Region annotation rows
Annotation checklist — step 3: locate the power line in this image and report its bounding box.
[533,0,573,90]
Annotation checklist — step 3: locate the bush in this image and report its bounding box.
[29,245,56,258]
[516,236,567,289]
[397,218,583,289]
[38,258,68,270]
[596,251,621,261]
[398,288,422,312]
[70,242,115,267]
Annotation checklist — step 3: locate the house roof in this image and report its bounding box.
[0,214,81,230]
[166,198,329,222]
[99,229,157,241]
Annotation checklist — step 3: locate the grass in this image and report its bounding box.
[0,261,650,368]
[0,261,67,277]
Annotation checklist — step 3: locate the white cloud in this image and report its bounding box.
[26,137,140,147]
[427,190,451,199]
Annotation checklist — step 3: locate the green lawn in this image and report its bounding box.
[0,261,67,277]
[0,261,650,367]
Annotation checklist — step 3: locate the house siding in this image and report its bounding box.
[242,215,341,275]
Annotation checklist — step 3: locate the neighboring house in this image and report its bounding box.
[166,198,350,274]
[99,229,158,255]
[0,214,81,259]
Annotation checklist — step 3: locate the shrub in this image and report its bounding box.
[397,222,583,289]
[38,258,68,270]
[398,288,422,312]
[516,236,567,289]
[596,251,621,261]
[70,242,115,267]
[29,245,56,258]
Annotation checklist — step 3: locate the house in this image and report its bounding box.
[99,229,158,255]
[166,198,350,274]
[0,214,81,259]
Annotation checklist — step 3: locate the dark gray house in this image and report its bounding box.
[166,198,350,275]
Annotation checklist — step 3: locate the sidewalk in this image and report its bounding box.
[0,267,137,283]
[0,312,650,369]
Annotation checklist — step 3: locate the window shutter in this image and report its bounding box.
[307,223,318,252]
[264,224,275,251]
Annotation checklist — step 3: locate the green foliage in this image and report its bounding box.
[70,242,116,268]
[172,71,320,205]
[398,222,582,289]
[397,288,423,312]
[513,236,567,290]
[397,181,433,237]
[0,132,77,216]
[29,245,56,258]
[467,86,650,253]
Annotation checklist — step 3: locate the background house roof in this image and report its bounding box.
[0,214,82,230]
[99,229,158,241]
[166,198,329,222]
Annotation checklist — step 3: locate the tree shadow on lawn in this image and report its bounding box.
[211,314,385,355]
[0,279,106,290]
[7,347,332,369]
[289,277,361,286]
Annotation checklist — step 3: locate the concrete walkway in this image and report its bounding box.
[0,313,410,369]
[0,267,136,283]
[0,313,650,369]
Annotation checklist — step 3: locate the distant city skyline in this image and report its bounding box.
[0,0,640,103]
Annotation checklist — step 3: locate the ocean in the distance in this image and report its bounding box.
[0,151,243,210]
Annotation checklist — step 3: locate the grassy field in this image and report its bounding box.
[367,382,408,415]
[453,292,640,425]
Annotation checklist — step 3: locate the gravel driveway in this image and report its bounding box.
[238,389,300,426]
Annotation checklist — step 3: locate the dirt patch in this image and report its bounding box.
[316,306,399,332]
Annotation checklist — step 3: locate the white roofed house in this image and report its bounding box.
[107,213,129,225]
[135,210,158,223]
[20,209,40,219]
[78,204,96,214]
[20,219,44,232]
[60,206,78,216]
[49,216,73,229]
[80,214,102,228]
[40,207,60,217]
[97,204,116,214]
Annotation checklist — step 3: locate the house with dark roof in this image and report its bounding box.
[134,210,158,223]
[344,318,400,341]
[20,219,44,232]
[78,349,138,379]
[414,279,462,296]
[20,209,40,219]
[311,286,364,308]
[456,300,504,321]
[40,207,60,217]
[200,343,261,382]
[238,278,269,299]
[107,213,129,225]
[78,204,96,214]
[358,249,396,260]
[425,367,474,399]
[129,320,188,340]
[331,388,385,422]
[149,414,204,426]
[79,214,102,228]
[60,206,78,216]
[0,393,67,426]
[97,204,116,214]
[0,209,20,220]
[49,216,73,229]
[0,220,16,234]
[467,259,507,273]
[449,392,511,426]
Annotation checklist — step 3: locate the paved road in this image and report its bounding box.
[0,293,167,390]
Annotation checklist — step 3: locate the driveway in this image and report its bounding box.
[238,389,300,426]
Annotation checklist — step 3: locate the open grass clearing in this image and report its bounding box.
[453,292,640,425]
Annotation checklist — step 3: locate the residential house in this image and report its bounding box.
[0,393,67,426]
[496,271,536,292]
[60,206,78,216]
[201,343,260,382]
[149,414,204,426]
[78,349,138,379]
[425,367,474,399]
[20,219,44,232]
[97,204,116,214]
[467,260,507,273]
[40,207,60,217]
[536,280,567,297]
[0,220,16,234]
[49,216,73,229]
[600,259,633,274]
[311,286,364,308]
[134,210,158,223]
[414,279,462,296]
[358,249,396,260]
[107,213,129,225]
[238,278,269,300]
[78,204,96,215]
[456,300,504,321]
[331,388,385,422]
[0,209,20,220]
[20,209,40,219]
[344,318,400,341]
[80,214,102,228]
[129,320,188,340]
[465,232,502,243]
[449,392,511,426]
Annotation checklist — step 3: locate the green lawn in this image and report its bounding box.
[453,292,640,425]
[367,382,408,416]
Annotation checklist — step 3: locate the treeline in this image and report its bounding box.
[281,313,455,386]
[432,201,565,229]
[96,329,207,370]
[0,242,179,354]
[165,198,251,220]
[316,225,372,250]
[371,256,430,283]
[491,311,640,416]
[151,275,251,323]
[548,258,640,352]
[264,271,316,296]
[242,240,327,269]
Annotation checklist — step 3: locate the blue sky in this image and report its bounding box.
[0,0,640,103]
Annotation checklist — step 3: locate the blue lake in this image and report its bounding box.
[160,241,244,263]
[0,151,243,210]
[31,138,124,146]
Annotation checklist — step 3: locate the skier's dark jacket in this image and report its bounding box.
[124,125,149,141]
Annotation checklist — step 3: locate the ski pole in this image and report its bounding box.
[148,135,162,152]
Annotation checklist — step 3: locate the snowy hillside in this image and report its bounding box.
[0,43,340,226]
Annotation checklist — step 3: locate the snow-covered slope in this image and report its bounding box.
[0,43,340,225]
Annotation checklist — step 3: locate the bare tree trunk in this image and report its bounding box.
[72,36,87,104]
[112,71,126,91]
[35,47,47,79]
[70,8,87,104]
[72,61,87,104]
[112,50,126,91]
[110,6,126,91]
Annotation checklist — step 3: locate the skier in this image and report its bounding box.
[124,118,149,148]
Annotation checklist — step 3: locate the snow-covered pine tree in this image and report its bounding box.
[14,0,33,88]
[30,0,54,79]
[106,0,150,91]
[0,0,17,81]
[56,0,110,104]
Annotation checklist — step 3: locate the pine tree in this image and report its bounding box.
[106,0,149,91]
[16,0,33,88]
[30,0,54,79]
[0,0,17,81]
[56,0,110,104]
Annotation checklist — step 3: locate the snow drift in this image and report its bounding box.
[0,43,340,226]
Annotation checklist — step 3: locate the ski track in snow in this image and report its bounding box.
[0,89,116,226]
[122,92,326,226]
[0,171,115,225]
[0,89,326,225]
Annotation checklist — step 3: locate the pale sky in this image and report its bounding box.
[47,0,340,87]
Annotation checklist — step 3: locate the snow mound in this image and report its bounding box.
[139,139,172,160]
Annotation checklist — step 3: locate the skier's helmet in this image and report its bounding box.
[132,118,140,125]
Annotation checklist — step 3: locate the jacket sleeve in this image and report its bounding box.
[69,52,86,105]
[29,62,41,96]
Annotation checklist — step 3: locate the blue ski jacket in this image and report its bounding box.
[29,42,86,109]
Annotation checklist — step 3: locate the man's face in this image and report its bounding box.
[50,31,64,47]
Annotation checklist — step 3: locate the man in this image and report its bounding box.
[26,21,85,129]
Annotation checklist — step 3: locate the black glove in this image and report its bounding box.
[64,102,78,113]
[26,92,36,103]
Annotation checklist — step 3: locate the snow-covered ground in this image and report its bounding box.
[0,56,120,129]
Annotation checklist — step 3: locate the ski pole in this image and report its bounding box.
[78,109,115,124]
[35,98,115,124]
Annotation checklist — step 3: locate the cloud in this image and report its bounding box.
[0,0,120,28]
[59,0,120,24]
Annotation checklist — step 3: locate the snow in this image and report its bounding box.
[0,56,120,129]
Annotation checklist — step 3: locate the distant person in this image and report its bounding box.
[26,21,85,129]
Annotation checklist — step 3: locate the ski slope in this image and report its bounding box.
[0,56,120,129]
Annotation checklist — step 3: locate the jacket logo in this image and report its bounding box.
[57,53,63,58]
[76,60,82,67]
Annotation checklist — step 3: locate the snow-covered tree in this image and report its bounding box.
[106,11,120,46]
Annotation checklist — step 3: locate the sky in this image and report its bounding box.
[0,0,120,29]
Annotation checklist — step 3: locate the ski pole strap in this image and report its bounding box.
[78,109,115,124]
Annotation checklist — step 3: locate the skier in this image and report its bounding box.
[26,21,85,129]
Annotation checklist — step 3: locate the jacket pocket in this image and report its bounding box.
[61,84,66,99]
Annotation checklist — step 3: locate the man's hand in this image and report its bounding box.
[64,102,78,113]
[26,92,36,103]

The task: Return verbatim the rows above, from the first one through the line containing "[427,190,451,199]", including both ends.

Task output:
Annotation checklist — step 3: locate the power line in this image and report its bounding box.
[533,0,573,90]
Annotation checklist — step 3: locate the bush in this image and report its bounding box.
[29,245,56,258]
[516,236,567,289]
[397,218,583,289]
[38,258,68,270]
[596,251,621,261]
[398,288,422,312]
[70,242,115,267]
Annotation checklist — step 3: locate the house roof in this image and report its bounding box.
[0,214,81,230]
[166,198,329,222]
[99,229,157,241]
Annotation checklist — step 3: locate the grass in this image and report its bounding box.
[0,261,650,368]
[0,261,67,277]
Annotation checklist — step 3: locate the white cloud in this image and report its bounding box.
[26,137,140,147]
[427,190,451,199]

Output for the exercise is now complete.